(DOCUMENT SECTION begins)

The announcement was made after market hours yesterday, 2 January 2017.

Meanwhile, the BSE Sensex was up 76.39 points, or 0.29%, to 26,675.33.

On the BSE, so far 2.15 lakh shares were traded in the counter, compared with average daily volumes of 5.7 lakh shares in the past one quarter. The stock had hit a high of Rs 239.60 and a low of Rs 233.50 so far during the day. The stock had hit a 52-week high of Rs 286 on 25 October 2016. The stock had hit a 52-week low of Rs 142.50 on 12 February 2016.

The stock had underperformed the market over the past one month till 2 January 2017, falling 4.89% compared with Sensexs 1.39% rise. The scrip had, however, outperformed the market in past one quarter, rising 17.8% as against Sensexs 4.56% decline.

The small-cap company has equity capital of Rs 11.67 crore. Face value per share is Rs 2.

(DOCUMENT SECTION ends)
(RECORDS begins)

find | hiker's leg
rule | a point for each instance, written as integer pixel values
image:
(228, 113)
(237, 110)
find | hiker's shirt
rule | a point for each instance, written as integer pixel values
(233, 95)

(RECORDS ends)
(RECORDS begins)

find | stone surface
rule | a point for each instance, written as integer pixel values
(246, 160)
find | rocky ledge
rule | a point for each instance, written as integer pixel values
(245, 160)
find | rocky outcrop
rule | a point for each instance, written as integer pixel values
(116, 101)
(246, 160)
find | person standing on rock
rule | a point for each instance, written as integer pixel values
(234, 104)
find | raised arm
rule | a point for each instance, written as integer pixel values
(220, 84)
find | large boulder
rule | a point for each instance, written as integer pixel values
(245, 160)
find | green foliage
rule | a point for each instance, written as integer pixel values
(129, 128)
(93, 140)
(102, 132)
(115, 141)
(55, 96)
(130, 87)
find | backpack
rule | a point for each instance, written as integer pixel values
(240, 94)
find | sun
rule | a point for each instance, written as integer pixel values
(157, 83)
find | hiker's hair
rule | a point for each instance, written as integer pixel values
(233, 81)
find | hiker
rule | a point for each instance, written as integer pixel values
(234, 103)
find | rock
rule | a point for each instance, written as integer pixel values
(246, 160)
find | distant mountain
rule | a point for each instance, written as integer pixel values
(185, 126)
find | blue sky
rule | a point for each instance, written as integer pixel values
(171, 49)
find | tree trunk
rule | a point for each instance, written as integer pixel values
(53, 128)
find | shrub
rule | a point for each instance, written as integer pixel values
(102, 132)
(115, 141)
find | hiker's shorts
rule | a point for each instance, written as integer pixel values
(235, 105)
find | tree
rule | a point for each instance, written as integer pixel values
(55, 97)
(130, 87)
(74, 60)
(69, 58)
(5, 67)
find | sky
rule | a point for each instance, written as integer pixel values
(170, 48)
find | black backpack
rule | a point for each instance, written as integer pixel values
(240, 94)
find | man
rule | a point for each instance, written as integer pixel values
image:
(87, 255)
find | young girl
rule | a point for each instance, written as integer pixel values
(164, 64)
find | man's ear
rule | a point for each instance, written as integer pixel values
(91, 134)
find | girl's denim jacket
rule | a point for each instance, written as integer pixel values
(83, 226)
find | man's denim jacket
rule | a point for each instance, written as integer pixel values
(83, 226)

(RECORDS ends)
(RECORDS begins)

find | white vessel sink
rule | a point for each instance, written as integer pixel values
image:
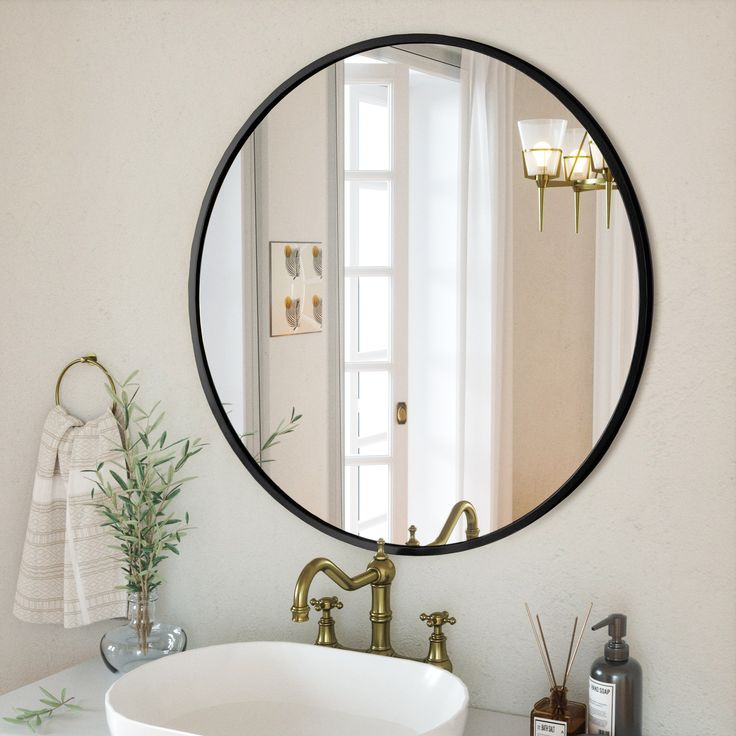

(RECORDS ends)

[GOAL OF THE EXERCISE]
According to the stock market report, why had the stock underperformed the market over the past one month till 2 January 2017? Answer in one to three sentences.

[EXERCISE ANSWER]
Over that month the stock fell 4.89%, while the Sensex rose 1.39%.